● **OBJECTIVE 1**:
Please swap "fellowship" for "communion" in the passage on congregational singing, and give that passage again between "It should also" and "of churches today.", inclusive.

● **SUPPLIED TEXT**:
# # # #
The heart and skill are two different matters. Of course any congregation could sing heartily without any accompaniment. But that does not mean that any congregation can do this. I would respectfully say that your experience with "acapella congregations" is not the norm. For the most part, such congregations have great experience singing acappella, and have several singers who not only have excellent talent, but have been singing the same metrical psalms for decades. And again, to be honest, such congregation are almost invariably small enough that 3-4 singers can "carry" the entire congregation (i.e. about 100 or less).

It should also not be forgotten that even the "helpful" practice of lining the psalms is so controversial that it has caused fractures in fellowship (both by those who _insist_ that it be done, and by those who say it _must not_ be done) among those who agree on just about everything else (including EP and no-instruments).

My experience at least with congregations (and there are many) that have been unable to procure accompaniment or are without it for the day, is that the singing is half-hearted, weak and bad. That does not mean that it HAS to be that way; I was simply observing what is fact in the overwhelming majority of churches today.
# # # #
● **RECORDS FOR THE TASK**:
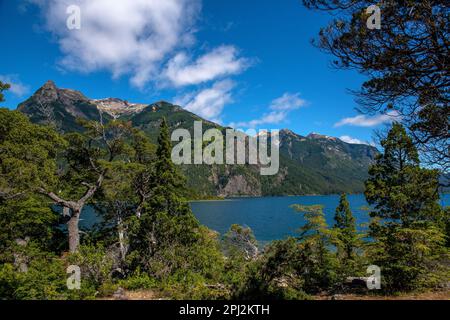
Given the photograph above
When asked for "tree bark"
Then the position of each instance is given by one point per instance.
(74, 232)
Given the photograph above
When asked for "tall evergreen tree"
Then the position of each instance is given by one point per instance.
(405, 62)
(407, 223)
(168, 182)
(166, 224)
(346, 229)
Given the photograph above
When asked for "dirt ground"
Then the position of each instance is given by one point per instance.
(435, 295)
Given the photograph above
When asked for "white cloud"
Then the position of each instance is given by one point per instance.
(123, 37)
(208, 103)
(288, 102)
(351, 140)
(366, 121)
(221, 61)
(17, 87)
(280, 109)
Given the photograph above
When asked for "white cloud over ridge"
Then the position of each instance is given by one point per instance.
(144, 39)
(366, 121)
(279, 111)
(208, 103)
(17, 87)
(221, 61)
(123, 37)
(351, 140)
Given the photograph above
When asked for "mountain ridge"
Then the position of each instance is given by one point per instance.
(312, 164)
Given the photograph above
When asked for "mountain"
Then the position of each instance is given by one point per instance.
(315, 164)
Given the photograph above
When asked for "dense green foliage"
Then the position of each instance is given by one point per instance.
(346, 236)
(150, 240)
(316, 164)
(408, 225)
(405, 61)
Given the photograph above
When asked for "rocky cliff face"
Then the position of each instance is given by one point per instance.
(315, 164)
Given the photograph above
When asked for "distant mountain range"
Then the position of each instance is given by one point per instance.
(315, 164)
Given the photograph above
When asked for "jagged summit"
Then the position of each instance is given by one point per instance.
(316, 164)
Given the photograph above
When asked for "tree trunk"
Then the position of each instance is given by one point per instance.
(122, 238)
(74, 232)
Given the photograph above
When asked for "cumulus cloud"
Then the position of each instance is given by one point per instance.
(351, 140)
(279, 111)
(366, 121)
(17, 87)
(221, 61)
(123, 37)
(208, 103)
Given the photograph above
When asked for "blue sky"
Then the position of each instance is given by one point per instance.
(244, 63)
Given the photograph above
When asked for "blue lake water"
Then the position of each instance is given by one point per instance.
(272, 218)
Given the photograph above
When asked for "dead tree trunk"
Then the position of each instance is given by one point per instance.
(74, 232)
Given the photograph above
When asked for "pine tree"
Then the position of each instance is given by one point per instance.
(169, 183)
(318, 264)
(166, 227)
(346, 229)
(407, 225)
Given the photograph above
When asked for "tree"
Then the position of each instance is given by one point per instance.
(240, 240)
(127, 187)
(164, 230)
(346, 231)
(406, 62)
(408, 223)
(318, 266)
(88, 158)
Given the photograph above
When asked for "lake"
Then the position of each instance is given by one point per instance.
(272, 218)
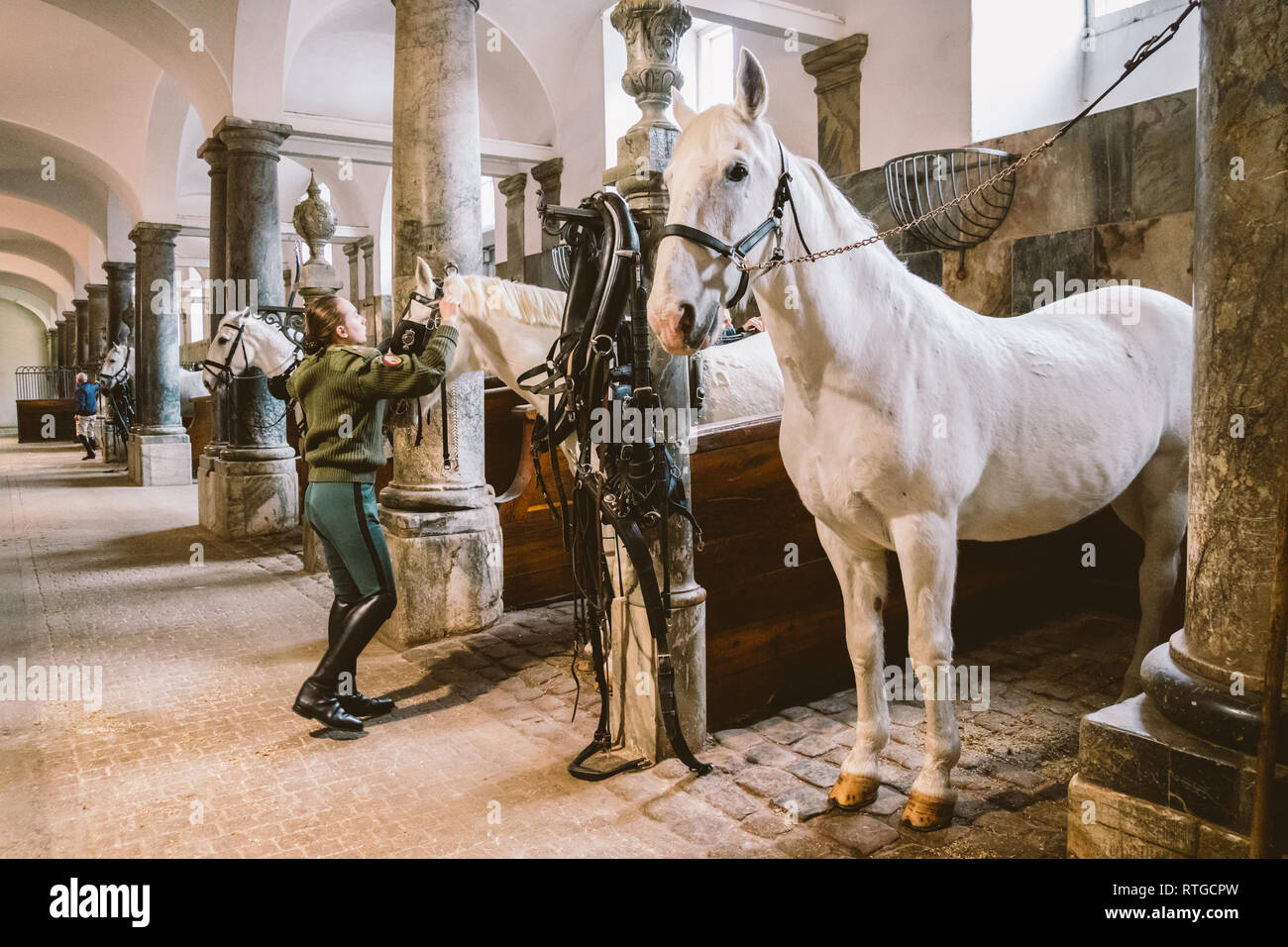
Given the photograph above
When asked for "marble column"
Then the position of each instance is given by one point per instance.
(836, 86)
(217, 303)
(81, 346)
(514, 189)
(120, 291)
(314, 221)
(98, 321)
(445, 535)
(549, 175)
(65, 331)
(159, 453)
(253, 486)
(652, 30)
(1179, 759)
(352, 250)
# # # #
● **OBJECTIVE 2**:
Locate each line of the records containing the string "mountain", matching case, and copy those lines out.

● **COMPLETE RESPONSE 1**:
It should also not be forgotten that even the "helpful" practice of lining the psalms is so controversial that it has caused fractures in communion (both by those who _insist_ that it be done, and by those who say it _must not_ be done) among those who agree on just about everything else (including EP and no-instruments).

My experience at least with congregations (and there are many) that have been unable to procure accompaniment or are without it for the day, is that the singing is half-hearted, weak and bad. That does not mean that it HAS to be that way; I was simply observing what is fact in the overwhelming majority of churches today.

● **COMPLETE RESPONSE 2**:
When asked for "mountain ridge"
When asked for "mountain"
When asked for "distant mountain range"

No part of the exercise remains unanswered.